**Lines of data**
----

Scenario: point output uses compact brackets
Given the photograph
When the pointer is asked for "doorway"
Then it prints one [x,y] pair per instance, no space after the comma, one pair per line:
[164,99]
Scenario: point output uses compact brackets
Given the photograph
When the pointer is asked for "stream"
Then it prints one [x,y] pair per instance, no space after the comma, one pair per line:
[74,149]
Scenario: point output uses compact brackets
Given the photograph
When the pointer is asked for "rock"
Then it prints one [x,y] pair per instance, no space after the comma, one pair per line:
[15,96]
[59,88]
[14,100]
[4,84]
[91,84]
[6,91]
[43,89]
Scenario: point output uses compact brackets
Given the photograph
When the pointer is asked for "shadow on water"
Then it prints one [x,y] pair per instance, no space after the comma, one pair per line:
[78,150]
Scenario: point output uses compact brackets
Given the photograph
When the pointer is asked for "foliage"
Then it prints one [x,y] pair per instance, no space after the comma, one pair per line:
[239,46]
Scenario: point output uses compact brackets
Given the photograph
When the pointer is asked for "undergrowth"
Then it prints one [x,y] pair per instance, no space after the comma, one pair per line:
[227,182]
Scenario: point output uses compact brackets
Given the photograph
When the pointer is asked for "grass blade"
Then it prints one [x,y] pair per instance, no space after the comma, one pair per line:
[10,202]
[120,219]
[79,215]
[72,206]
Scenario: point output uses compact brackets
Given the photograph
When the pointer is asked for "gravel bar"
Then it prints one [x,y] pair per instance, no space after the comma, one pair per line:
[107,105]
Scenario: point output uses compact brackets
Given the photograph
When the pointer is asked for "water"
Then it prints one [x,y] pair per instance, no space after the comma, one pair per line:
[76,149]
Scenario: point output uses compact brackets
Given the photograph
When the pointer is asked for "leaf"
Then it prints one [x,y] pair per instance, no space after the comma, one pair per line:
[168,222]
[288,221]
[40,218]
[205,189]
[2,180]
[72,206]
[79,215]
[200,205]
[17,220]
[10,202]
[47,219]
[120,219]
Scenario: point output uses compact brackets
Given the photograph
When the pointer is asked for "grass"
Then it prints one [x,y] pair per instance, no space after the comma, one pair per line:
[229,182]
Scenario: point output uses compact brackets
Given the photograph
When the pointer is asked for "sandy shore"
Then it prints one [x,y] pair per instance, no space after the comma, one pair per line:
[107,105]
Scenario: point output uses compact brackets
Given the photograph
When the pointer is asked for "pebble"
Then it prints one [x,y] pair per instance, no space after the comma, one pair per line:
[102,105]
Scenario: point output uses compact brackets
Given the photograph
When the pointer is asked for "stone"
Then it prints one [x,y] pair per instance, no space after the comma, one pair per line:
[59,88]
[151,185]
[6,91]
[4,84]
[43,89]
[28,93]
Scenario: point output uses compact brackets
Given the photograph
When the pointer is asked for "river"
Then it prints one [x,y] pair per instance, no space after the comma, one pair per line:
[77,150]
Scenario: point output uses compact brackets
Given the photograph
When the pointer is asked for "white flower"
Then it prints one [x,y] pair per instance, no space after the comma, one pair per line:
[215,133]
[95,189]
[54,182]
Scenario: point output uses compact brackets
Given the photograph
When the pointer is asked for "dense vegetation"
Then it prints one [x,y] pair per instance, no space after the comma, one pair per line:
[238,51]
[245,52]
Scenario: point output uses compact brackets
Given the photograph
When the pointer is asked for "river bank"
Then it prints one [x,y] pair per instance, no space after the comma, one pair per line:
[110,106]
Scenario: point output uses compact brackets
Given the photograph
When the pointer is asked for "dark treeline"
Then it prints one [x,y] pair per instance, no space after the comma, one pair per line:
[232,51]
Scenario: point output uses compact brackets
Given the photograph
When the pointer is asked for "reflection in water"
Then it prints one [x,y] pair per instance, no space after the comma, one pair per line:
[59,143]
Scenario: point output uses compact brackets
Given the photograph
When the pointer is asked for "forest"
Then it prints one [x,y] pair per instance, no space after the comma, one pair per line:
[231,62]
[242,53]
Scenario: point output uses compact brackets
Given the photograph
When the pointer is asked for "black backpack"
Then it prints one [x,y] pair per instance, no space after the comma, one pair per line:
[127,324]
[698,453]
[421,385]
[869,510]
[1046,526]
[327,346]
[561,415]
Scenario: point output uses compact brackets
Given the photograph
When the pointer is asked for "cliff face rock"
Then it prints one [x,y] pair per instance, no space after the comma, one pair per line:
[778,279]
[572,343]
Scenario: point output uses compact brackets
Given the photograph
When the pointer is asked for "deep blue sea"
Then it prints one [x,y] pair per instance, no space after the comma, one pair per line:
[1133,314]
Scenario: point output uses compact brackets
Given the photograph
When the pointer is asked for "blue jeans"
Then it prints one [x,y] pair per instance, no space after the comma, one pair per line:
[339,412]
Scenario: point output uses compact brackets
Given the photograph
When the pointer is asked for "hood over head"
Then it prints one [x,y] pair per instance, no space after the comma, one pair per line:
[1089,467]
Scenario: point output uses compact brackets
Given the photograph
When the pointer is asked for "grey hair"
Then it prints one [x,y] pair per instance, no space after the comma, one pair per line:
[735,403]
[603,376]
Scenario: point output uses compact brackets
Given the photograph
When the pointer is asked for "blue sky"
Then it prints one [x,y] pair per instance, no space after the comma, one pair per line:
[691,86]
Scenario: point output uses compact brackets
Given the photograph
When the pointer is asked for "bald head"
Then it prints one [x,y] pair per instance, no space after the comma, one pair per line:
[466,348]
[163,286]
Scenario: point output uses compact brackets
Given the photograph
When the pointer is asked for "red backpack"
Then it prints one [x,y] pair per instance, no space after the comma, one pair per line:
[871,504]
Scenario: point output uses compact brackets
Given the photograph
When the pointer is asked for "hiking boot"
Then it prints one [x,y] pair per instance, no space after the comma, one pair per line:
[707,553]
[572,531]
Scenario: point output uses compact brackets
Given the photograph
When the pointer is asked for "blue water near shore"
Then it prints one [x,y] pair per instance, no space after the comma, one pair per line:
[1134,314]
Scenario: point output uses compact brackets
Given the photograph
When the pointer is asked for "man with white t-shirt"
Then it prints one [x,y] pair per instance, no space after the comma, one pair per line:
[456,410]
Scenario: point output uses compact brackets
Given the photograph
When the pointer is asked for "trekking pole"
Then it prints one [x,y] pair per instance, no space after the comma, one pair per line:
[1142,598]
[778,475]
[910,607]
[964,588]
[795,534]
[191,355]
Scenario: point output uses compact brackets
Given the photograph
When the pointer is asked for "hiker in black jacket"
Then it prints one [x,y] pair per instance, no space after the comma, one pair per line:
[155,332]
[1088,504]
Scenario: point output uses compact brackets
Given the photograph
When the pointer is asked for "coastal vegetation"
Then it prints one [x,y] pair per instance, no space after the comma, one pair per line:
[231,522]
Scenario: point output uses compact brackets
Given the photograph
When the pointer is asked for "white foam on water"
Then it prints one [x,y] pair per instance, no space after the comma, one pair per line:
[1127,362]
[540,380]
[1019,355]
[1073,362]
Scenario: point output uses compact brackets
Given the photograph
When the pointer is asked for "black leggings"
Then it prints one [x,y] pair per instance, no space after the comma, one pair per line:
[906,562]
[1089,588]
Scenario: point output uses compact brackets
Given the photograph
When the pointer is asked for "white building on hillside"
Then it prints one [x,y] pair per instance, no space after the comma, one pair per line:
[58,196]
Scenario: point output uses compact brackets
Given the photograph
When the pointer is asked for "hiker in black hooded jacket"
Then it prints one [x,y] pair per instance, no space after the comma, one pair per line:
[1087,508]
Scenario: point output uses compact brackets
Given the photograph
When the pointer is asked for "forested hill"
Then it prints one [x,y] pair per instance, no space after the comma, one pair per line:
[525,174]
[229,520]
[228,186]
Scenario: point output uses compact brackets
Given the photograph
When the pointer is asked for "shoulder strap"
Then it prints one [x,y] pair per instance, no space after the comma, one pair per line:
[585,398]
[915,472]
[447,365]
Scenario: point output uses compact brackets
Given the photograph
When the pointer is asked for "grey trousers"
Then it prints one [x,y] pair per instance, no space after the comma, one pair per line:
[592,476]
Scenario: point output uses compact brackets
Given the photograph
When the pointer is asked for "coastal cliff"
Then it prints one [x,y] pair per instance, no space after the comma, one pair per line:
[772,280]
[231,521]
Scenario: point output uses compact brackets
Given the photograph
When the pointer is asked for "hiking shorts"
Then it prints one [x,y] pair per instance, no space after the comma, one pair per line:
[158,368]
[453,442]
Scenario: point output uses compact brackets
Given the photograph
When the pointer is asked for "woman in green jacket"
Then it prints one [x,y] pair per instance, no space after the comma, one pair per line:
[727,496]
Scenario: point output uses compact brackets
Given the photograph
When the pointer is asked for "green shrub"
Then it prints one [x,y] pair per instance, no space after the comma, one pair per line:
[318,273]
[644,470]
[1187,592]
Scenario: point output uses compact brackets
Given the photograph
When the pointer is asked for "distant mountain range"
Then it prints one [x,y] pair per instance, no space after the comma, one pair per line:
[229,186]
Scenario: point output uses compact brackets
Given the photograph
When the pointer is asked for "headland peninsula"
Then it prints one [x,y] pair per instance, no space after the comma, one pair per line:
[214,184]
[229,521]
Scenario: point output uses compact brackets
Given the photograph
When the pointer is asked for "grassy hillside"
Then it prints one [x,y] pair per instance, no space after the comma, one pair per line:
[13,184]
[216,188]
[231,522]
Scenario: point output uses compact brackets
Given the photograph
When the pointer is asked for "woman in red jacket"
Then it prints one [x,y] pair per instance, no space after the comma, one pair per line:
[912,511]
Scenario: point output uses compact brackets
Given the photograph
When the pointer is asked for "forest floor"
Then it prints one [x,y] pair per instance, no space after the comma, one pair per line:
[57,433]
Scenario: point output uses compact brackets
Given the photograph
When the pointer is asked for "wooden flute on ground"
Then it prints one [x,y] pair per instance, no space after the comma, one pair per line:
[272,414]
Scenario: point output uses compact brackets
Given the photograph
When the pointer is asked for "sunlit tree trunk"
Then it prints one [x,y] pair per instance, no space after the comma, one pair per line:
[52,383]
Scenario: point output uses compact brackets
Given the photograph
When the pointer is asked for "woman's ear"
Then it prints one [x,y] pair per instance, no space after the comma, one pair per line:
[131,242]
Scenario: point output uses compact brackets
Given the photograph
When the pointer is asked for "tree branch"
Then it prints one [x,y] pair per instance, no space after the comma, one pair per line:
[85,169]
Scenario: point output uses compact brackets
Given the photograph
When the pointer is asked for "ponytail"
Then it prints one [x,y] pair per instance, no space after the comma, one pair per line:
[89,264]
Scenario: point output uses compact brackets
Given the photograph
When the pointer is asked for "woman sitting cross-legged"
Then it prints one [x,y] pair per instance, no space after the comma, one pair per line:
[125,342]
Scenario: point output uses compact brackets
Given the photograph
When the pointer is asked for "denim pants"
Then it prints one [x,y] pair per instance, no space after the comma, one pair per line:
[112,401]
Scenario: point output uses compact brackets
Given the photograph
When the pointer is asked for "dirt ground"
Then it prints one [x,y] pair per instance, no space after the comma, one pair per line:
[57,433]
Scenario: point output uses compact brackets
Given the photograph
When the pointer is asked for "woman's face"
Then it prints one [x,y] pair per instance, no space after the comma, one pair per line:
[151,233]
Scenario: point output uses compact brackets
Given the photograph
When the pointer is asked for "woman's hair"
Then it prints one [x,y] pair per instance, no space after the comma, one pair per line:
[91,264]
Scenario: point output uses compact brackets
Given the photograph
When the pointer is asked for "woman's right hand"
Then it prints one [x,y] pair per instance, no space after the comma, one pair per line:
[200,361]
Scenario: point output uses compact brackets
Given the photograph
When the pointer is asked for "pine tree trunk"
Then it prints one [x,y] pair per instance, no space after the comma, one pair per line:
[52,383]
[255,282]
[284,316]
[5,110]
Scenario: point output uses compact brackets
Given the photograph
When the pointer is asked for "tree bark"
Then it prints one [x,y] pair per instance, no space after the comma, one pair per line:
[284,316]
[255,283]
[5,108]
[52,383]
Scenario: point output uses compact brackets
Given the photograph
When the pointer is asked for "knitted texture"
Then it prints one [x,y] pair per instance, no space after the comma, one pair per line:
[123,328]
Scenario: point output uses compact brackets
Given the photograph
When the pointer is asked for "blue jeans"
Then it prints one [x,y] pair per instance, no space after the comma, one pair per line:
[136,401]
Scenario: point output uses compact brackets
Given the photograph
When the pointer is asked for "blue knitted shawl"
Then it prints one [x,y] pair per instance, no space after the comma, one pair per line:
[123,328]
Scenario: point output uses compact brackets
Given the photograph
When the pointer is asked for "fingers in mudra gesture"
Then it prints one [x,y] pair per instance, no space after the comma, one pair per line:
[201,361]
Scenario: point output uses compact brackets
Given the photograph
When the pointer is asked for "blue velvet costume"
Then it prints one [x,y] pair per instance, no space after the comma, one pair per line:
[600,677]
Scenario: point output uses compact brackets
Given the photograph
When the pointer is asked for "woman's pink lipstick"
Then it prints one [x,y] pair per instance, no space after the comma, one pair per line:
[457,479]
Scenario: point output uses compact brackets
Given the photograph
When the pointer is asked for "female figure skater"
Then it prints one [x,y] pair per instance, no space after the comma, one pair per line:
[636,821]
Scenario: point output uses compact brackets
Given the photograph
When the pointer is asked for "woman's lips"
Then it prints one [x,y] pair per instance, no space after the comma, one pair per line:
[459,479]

----

Please select every line in the records above that contains the string "knitted", matching case exactly, and copy each one out.

**Correct output**
When the pointer is asked for "knitted texture"
When the pointer is asked for "blue knitted shawl"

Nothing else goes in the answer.